*** DATA EXTRACT Section Begins ***

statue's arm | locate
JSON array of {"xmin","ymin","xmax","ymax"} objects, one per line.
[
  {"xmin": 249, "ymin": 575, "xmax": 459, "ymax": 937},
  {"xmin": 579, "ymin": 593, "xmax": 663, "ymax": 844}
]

*** DATA EXTRACT Section Ends ***
*** DATA EXTRACT Section Begins ***

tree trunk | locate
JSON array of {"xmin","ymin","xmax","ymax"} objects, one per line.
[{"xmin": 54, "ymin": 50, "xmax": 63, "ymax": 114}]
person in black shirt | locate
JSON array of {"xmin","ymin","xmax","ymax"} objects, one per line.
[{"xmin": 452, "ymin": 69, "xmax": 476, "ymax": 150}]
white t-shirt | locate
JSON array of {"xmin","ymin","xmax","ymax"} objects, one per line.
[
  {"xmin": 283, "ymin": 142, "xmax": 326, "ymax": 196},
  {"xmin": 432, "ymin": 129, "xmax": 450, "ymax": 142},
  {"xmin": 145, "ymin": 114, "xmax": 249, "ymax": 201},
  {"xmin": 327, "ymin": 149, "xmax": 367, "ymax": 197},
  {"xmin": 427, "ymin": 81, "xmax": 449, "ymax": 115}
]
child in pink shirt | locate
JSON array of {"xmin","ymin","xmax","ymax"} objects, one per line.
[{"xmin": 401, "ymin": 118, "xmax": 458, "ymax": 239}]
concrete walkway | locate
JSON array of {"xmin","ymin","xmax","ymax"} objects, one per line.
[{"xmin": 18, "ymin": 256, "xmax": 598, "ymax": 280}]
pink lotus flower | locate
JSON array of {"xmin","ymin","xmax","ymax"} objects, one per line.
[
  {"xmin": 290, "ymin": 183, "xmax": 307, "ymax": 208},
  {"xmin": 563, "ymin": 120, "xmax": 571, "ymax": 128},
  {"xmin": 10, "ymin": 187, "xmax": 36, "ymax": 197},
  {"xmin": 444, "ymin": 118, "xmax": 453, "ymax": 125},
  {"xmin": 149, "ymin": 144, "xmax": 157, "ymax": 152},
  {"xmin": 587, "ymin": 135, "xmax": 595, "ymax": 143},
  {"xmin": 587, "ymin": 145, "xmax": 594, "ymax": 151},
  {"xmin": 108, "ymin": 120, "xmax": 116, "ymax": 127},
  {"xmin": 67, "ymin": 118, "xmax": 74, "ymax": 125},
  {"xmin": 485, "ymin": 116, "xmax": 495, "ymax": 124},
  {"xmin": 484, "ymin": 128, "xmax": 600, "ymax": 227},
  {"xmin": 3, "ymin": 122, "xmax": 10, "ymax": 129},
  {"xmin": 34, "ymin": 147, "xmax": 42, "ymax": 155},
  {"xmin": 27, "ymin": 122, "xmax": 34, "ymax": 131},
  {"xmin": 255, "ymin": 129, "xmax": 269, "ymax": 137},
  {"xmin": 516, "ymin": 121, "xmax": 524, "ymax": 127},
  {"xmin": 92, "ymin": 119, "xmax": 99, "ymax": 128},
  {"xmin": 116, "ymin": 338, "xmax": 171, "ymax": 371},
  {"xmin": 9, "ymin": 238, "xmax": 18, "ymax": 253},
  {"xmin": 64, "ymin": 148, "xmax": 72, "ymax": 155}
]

*** DATA EXTRACT Section Ends ***

The lines to copy are those in the listing that contain the word "locate".

▶ TASK RESULT
statue's arm | locate
tree trunk | locate
person in black shirt | locate
white t-shirt | locate
child in pink shirt | locate
concrete walkway | locate
pink lotus flower | locate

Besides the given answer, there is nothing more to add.